**Input data:**
◆ ◆ ◆ ◆ ◆ ◆ ◆
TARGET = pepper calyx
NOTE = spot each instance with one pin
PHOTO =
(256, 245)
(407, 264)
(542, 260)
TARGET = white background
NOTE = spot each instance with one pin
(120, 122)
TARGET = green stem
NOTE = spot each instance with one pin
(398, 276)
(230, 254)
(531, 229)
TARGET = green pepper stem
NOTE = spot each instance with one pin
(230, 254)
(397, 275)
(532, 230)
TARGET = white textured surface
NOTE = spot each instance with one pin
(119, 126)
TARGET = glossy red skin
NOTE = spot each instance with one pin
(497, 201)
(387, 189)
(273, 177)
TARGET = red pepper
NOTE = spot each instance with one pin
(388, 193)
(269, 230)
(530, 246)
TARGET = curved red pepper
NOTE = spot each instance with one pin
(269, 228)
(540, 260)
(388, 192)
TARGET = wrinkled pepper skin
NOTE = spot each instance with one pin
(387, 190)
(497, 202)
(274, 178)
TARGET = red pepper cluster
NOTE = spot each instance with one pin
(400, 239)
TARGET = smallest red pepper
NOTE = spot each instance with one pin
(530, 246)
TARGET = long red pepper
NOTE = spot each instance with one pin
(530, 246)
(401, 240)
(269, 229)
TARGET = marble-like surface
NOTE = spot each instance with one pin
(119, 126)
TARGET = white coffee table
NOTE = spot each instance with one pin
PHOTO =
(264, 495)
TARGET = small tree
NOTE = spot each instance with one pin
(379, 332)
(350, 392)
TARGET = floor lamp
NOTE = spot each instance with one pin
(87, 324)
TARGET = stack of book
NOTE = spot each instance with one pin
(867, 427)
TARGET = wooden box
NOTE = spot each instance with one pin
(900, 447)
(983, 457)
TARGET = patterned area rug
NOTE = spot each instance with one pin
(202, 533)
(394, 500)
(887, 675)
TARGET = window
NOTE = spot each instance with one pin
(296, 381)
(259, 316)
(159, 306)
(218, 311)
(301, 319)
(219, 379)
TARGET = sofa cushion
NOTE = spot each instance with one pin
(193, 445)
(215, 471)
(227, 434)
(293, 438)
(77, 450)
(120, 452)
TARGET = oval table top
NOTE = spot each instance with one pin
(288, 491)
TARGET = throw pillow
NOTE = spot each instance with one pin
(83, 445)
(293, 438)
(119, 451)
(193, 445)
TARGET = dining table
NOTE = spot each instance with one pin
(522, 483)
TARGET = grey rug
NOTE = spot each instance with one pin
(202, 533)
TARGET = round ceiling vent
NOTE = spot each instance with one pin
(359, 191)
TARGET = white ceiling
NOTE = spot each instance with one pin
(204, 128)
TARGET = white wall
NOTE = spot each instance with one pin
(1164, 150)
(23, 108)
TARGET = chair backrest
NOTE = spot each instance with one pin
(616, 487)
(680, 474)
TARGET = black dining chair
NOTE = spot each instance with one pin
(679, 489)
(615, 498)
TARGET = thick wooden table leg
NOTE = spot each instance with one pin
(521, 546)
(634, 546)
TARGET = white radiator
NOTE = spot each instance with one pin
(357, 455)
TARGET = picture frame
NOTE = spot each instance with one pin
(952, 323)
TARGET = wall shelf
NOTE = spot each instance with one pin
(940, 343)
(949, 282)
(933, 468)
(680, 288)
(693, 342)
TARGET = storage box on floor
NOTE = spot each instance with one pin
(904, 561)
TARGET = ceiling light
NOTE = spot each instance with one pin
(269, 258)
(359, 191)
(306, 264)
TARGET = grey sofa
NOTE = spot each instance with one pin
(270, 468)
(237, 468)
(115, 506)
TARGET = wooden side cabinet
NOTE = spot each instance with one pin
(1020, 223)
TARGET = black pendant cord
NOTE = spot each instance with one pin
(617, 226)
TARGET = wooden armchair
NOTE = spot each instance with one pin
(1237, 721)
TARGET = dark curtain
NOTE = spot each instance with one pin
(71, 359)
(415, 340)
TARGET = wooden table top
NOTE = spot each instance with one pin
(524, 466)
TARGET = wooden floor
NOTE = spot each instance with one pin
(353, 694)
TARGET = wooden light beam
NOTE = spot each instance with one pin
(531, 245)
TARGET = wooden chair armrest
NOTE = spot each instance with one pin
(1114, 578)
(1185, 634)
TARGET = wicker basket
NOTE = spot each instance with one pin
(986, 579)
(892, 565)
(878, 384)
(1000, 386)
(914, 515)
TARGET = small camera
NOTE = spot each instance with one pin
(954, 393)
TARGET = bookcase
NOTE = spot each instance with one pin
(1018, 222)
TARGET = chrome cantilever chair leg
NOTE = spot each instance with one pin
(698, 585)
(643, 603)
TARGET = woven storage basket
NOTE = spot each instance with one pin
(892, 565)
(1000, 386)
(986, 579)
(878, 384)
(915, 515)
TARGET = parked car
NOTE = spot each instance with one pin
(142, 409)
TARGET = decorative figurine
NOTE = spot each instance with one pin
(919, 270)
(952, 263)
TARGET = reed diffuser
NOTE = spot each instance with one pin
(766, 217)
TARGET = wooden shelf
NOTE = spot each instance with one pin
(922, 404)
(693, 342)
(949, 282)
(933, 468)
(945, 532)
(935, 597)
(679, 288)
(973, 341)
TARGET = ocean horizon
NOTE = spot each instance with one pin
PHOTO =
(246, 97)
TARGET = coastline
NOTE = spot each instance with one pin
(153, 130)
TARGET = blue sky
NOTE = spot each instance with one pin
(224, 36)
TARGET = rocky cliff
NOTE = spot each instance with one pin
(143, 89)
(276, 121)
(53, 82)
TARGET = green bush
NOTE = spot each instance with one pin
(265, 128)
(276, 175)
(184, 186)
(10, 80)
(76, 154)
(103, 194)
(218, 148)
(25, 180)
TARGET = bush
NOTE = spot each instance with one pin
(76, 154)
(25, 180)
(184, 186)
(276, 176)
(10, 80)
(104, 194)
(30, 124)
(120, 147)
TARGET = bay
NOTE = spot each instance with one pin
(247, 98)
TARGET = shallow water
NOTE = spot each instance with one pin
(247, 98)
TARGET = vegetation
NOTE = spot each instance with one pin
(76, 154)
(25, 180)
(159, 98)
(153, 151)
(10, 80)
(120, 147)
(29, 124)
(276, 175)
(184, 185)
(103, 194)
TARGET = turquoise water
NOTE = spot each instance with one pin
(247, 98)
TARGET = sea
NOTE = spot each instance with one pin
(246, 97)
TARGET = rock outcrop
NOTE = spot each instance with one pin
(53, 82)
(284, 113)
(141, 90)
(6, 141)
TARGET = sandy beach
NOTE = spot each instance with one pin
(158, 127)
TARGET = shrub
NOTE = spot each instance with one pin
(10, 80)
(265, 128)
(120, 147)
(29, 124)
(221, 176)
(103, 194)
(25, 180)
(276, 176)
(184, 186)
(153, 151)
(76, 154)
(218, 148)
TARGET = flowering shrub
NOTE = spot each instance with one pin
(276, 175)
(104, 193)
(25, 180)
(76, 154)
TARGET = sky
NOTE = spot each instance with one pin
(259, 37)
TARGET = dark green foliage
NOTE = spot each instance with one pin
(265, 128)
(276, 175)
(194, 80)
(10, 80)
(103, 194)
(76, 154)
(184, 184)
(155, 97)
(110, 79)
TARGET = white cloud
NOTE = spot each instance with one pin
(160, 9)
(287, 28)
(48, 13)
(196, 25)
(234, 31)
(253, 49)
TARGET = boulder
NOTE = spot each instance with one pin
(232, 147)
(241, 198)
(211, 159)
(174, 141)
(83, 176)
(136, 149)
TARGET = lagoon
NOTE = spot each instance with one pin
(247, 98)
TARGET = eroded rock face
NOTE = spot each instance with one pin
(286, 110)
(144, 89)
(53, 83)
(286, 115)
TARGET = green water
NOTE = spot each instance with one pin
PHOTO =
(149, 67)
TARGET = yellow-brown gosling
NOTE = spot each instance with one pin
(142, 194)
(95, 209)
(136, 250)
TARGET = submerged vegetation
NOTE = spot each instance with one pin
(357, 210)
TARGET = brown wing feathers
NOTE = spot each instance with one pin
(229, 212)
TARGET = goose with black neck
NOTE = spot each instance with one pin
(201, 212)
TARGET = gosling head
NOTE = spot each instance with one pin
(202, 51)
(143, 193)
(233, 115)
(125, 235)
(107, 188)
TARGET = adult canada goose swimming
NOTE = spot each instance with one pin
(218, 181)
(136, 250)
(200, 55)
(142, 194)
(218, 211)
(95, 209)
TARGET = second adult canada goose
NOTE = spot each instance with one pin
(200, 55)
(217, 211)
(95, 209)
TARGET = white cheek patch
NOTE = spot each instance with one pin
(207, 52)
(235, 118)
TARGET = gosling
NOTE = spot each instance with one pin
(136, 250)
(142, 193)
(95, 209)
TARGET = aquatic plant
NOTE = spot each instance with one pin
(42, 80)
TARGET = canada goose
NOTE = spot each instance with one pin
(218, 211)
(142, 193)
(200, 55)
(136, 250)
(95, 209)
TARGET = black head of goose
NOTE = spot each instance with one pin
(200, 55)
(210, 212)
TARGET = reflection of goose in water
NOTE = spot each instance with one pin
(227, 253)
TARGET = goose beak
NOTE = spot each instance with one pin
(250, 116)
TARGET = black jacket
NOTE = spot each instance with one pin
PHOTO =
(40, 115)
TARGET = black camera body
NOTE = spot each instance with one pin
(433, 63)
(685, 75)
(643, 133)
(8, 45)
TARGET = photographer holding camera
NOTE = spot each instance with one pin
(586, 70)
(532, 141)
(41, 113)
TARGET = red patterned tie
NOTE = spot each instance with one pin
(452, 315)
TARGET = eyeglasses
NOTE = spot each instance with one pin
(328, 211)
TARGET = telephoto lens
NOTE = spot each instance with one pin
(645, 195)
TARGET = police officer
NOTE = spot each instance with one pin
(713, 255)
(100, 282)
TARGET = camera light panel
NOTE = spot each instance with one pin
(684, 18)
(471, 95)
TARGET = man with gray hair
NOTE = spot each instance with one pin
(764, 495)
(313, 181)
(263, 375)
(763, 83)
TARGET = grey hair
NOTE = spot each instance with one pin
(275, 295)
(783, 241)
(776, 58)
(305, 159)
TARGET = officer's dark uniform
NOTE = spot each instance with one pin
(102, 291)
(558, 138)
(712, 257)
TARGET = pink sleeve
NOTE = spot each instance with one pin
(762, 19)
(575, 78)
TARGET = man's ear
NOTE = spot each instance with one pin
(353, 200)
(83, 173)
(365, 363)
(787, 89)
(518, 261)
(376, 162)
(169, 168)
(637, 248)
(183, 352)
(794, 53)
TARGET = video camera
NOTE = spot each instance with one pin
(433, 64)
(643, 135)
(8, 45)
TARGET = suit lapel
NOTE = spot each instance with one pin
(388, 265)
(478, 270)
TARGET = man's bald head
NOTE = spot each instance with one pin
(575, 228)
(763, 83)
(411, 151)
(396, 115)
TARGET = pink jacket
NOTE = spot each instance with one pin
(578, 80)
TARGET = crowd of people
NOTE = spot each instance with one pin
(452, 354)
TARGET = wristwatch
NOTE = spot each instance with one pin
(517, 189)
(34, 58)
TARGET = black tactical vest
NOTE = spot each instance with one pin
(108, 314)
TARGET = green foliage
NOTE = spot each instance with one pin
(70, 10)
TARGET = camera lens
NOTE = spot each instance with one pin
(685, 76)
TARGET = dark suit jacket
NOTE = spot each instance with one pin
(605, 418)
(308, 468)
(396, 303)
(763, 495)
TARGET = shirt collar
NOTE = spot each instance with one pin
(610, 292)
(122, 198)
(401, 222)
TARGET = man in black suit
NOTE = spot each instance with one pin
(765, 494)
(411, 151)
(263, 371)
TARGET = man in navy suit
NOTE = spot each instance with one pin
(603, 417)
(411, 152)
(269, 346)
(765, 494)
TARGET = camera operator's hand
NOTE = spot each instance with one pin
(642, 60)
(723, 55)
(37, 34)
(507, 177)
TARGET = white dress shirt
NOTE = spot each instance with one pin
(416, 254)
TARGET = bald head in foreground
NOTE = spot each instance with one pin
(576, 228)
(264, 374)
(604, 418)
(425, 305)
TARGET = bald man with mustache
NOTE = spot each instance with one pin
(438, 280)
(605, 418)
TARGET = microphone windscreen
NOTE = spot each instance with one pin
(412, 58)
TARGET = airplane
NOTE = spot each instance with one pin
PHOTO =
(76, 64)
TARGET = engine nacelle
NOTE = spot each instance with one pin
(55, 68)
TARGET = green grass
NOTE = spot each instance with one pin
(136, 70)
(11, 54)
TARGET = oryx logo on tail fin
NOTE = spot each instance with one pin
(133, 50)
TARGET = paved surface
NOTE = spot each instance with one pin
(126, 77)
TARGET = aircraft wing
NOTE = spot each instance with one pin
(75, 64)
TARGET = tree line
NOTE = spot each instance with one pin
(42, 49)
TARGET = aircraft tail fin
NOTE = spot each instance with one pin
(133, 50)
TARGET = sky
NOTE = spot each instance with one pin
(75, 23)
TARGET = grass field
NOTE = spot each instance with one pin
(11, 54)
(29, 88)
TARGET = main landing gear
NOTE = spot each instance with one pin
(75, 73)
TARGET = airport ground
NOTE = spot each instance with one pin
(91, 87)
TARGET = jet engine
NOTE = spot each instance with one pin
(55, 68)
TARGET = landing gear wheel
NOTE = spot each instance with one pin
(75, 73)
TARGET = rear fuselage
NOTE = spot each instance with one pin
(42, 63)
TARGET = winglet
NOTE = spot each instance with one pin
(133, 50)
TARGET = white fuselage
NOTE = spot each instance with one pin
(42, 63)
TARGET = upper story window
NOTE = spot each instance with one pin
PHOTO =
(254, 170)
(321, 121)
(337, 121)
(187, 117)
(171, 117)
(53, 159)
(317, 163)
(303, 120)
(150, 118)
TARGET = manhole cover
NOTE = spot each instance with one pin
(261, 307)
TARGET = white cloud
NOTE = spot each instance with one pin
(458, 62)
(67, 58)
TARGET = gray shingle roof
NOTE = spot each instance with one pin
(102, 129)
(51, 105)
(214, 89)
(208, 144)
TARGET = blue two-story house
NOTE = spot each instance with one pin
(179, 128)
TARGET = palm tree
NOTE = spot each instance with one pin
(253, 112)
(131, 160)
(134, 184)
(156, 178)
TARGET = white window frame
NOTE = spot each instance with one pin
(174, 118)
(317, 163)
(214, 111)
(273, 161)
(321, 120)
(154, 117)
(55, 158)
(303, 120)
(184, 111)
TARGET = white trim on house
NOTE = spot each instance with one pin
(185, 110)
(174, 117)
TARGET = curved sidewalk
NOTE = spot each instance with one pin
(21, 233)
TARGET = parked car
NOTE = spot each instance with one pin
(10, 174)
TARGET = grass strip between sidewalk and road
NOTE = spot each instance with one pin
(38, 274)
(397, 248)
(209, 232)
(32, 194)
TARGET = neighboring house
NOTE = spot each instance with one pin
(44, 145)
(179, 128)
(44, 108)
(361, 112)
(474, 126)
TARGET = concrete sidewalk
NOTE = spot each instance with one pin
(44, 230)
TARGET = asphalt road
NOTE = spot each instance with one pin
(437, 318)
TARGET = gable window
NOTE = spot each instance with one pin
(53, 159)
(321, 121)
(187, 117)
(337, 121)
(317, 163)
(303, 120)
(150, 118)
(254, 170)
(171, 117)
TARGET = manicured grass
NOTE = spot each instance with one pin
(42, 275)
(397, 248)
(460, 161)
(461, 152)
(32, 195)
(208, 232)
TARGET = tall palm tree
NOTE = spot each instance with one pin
◆ ◆ ◆ ◆ ◆ ◆ ◆
Repeat exactly the lines from the line containing "TARGET = neighboring house" through the end of the listing above; both boundary lines are part of the output.

**Answer in full:**
TARGET = neighboring house
NOTE = spot each instance with one pin
(44, 145)
(179, 128)
(44, 108)
(361, 112)
(474, 126)
TARGET = concrete sidewalk
NOTE = spot each instance with one pin
(44, 230)
TARGET = asphalt road
NOTE = spot each instance with one pin
(437, 318)
TARGET = gable window
NOTE = spot each instance with one pin
(53, 159)
(321, 121)
(187, 117)
(337, 121)
(317, 163)
(303, 120)
(150, 118)
(254, 170)
(171, 117)
TARGET = manicured grass
NOTE = spot each instance with one pin
(42, 275)
(397, 248)
(460, 161)
(461, 152)
(32, 195)
(208, 232)
TARGET = tall palm tree
NOTE = spot each instance with one pin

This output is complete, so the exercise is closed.